- **Exercise goal**
Give the entries again, word for word.
═════ Exercise material
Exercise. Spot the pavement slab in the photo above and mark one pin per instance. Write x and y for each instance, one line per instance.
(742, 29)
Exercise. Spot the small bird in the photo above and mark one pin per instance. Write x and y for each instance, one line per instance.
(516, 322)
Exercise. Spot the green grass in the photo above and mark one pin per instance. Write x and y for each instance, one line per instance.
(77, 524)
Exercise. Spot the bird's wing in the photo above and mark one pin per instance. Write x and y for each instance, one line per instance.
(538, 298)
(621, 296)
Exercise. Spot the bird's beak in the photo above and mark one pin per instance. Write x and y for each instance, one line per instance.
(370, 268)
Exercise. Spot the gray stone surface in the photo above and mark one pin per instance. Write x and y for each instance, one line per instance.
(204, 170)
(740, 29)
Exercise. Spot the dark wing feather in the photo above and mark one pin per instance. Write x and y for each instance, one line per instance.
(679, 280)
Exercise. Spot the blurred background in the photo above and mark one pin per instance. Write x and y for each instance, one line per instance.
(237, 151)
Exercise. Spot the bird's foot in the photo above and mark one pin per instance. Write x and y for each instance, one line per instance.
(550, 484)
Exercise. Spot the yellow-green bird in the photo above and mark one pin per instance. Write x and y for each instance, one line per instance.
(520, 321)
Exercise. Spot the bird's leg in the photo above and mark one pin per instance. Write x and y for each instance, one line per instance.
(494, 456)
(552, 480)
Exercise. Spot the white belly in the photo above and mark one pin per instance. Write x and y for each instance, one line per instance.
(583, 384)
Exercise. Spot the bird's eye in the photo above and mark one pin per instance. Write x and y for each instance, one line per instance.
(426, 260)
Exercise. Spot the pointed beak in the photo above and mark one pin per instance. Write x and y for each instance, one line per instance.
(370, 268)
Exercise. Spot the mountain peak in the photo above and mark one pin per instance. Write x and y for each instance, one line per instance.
══════════
- **Answer to this task**
Exercise. Spot the pavement slab in the photo above and mark one pin per instance. Write x and y for each instance, one line per instance.
(742, 29)
Exercise. Spot the small bird in the photo above and mark one pin per instance. Write x and y for each instance, one line per instance.
(516, 322)
Exercise. Spot the green grass in the photo above and mark one pin per instance. Write x and y for each instance, one line per instance.
(77, 524)
Exercise. Spot the bird's wing in the photo above and mark one pin per instance. Write x and y for each instance, one line per instance.
(538, 298)
(621, 296)
Exercise. Spot the bird's beak in the photo above and mark one pin per instance. Write x and y for each instance, one line per instance.
(370, 268)
Exercise. Spot the gray stone surface in the photo above and mark one pin per instance. Write x and y for each instance, one line per instance.
(204, 170)
(740, 29)
Exercise. Spot the dark wing feather in the photo above and mark one pin per instance. Write x and y for each instance, one line per instance.
(679, 280)
Exercise. Spot the blurred background in the photo above and mark one pin per instance. Write x and y for each instance, one line per instance.
(237, 151)
Exercise. Spot the bird's foot in the photo above and mark one pin per instance. Write x and y for each instance, one line per instance.
(550, 484)
Exercise. Spot the yellow-green bird in the photo above and mark one pin per instance. Write x and y for each instance, one line per instance.
(520, 321)
Exercise. Spot the bird's leg in the photo above and mark one pin per instance. Write x and y for each instance, one line per instance.
(494, 456)
(552, 480)
Exercise. Spot the white belly in the photo above and mark one pin per instance. Write x and y for each instance, one line per instance.
(583, 384)
Exercise. Spot the bird's eye in the photo above and mark one pin per instance. Write x and y for each instance, one line per instance.
(426, 260)
Exercise. Spot the pointed beak in the photo above and mark one pin per instance. Write x and y for each instance, one line per instance.
(370, 268)
Exercise. Spot the mountain peak in the photo above and mark one pin per instance. Write x and y for each instance, one line per instance.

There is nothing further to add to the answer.